Repeat word for word the lines of the rows below, from the line containing "Task: point to the man in red" through the last line of the rows, including both ends.

##### Entries shown #####

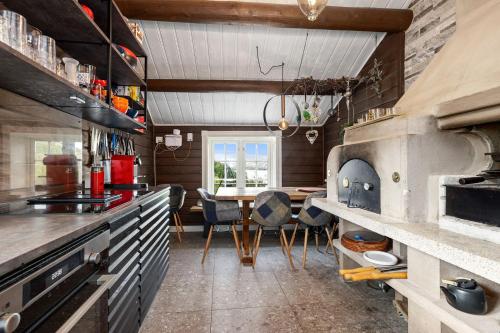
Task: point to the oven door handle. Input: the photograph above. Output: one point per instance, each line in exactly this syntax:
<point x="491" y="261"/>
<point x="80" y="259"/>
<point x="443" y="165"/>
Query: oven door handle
<point x="105" y="282"/>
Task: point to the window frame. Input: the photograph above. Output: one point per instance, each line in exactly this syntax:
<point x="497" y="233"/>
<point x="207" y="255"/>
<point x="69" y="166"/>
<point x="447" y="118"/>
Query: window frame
<point x="209" y="138"/>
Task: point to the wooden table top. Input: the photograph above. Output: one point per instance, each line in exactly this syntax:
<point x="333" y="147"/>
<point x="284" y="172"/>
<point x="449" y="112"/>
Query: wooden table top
<point x="249" y="194"/>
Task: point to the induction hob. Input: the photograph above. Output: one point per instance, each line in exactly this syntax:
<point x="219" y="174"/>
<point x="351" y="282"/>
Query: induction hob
<point x="79" y="202"/>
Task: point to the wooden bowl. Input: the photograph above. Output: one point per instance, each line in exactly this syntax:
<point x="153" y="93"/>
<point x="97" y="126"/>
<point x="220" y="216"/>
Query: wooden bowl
<point x="364" y="240"/>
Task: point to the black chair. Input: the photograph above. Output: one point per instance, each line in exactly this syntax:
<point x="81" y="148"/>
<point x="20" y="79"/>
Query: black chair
<point x="312" y="216"/>
<point x="219" y="213"/>
<point x="272" y="209"/>
<point x="177" y="197"/>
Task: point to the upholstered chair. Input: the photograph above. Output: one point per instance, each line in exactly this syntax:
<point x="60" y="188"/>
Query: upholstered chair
<point x="271" y="209"/>
<point x="177" y="197"/>
<point x="219" y="213"/>
<point x="312" y="216"/>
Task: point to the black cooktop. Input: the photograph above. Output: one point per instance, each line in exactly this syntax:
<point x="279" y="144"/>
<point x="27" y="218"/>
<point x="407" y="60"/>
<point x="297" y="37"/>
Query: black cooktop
<point x="76" y="198"/>
<point x="80" y="202"/>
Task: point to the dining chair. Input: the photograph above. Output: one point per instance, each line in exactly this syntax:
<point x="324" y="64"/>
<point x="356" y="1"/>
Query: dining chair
<point x="312" y="216"/>
<point x="177" y="197"/>
<point x="271" y="209"/>
<point x="218" y="212"/>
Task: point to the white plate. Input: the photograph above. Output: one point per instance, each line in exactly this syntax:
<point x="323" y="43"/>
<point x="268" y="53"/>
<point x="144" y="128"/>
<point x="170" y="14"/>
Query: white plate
<point x="380" y="258"/>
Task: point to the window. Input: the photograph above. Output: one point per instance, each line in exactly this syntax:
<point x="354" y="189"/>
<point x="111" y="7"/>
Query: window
<point x="241" y="159"/>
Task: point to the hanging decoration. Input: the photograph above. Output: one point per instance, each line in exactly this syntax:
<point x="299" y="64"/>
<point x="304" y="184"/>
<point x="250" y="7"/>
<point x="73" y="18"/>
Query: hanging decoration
<point x="312" y="8"/>
<point x="310" y="111"/>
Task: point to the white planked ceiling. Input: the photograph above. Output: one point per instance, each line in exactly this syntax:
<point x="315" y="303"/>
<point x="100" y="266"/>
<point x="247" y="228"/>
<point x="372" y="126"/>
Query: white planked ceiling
<point x="228" y="52"/>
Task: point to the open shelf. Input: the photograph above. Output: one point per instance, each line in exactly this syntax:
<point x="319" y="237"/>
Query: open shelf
<point x="456" y="320"/>
<point x="87" y="41"/>
<point x="25" y="77"/>
<point x="63" y="20"/>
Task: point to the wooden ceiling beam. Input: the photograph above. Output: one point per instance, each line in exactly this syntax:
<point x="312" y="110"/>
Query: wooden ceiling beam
<point x="279" y="15"/>
<point x="162" y="85"/>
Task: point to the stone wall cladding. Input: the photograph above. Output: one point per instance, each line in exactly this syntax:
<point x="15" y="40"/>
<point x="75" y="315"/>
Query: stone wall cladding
<point x="433" y="24"/>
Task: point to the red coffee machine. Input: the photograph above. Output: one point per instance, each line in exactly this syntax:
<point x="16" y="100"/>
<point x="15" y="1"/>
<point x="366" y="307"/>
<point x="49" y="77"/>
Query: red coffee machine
<point x="122" y="169"/>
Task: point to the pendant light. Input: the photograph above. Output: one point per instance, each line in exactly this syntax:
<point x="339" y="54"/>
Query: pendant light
<point x="283" y="123"/>
<point x="312" y="8"/>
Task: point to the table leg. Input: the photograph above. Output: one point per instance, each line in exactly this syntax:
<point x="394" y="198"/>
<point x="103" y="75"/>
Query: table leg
<point x="246" y="258"/>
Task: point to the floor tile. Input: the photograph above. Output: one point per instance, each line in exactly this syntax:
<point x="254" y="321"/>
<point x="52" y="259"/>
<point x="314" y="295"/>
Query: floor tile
<point x="279" y="319"/>
<point x="185" y="292"/>
<point x="159" y="321"/>
<point x="225" y="296"/>
<point x="247" y="290"/>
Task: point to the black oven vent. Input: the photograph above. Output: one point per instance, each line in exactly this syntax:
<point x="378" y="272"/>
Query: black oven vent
<point x="475" y="202"/>
<point x="358" y="185"/>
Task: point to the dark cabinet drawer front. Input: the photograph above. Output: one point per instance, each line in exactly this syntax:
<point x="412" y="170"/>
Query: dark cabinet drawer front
<point x="124" y="231"/>
<point x="124" y="258"/>
<point x="124" y="219"/>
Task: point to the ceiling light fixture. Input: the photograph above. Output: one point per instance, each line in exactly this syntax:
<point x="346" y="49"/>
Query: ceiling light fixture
<point x="312" y="8"/>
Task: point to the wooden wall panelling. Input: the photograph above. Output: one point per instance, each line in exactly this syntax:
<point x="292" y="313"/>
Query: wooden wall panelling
<point x="302" y="163"/>
<point x="391" y="53"/>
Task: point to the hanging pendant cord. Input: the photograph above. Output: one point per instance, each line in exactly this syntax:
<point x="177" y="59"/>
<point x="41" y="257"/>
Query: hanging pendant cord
<point x="303" y="53"/>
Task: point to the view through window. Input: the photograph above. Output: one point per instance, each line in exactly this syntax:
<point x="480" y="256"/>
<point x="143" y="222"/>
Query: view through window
<point x="241" y="162"/>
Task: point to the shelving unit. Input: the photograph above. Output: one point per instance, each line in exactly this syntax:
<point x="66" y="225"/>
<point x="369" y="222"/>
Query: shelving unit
<point x="89" y="42"/>
<point x="456" y="320"/>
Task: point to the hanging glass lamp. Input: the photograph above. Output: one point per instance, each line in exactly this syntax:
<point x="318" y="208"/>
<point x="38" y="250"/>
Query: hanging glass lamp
<point x="312" y="8"/>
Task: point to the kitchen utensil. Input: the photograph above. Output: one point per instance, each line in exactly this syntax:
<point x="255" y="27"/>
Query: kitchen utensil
<point x="128" y="55"/>
<point x="47" y="53"/>
<point x="137" y="31"/>
<point x="364" y="240"/>
<point x="465" y="295"/>
<point x="132" y="113"/>
<point x="380" y="258"/>
<point x="331" y="110"/>
<point x="15" y="30"/>
<point x="88" y="11"/>
<point x="70" y="66"/>
<point x="374" y="273"/>
<point x="120" y="103"/>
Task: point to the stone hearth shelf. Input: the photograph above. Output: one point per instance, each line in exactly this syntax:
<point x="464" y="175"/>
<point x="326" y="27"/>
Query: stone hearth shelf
<point x="427" y="245"/>
<point x="472" y="254"/>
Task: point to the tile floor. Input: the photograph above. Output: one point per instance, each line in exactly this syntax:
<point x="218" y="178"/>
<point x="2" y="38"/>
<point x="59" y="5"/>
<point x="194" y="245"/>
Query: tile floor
<point x="224" y="296"/>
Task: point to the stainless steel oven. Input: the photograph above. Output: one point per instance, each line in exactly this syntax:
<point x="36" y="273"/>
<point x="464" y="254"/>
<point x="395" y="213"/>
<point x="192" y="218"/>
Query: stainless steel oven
<point x="65" y="290"/>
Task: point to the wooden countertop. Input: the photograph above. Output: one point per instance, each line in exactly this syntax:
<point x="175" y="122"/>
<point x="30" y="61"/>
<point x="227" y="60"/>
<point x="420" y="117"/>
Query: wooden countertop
<point x="26" y="237"/>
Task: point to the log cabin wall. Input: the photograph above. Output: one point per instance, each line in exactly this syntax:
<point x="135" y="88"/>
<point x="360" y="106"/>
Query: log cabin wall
<point x="390" y="53"/>
<point x="302" y="163"/>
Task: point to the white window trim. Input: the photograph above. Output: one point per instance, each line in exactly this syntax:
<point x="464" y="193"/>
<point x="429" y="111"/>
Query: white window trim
<point x="208" y="137"/>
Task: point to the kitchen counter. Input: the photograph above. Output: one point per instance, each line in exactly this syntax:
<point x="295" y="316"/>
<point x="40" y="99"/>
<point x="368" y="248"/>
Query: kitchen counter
<point x="472" y="254"/>
<point x="26" y="237"/>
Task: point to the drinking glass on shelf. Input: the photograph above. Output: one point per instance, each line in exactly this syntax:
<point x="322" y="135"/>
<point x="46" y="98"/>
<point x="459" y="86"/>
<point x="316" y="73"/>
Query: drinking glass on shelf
<point x="86" y="75"/>
<point x="70" y="66"/>
<point x="47" y="52"/>
<point x="14" y="30"/>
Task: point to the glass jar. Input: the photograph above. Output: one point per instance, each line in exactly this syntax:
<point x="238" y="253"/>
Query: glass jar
<point x="33" y="41"/>
<point x="86" y="75"/>
<point x="14" y="31"/>
<point x="47" y="52"/>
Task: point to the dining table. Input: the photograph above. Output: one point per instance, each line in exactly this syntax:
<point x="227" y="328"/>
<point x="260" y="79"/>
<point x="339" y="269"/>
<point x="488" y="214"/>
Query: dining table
<point x="248" y="195"/>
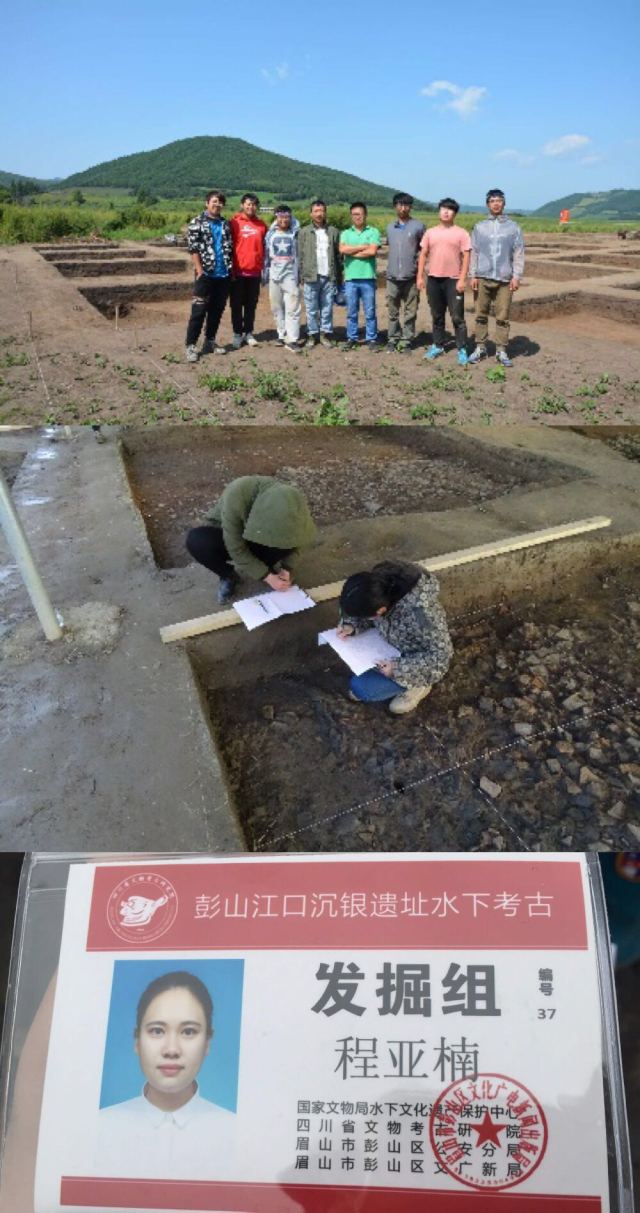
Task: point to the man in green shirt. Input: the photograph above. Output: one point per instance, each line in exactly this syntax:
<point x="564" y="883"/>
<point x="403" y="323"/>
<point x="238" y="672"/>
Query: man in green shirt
<point x="359" y="245"/>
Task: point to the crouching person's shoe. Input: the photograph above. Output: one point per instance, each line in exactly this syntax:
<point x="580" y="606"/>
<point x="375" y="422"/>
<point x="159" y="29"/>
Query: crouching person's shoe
<point x="227" y="588"/>
<point x="409" y="700"/>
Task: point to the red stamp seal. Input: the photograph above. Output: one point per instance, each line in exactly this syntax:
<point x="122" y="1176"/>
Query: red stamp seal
<point x="142" y="907"/>
<point x="489" y="1132"/>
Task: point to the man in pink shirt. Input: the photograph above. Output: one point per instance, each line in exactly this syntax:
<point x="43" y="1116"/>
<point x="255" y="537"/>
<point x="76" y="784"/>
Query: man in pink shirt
<point x="447" y="250"/>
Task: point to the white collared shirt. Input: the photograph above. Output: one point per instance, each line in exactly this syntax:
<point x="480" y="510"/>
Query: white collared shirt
<point x="137" y="1139"/>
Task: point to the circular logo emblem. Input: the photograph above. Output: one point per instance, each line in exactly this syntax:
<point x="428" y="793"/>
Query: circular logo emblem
<point x="489" y="1132"/>
<point x="142" y="907"/>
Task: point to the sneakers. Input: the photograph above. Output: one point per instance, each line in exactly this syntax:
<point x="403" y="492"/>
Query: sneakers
<point x="409" y="700"/>
<point x="227" y="588"/>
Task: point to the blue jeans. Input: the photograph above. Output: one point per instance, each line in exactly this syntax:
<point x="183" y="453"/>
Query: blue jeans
<point x="361" y="289"/>
<point x="373" y="685"/>
<point x="319" y="306"/>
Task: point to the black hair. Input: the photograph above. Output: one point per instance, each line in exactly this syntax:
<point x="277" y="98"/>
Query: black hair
<point x="364" y="593"/>
<point x="178" y="980"/>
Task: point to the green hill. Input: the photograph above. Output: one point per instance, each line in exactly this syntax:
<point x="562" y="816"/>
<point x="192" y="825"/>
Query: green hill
<point x="613" y="204"/>
<point x="7" y="177"/>
<point x="190" y="166"/>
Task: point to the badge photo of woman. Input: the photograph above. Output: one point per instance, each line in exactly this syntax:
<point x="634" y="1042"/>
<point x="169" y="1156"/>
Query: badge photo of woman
<point x="170" y="1129"/>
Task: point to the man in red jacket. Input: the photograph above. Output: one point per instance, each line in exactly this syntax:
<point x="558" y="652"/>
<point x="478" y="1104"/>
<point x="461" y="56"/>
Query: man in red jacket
<point x="247" y="234"/>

#####

**Task result**.
Task: point to the man in red jacket. Input: the photograph above. Output: one point per instance, each line in exactly this syntax:
<point x="558" y="652"/>
<point x="478" y="1104"/>
<point x="461" y="56"/>
Query: man in red jacket
<point x="247" y="234"/>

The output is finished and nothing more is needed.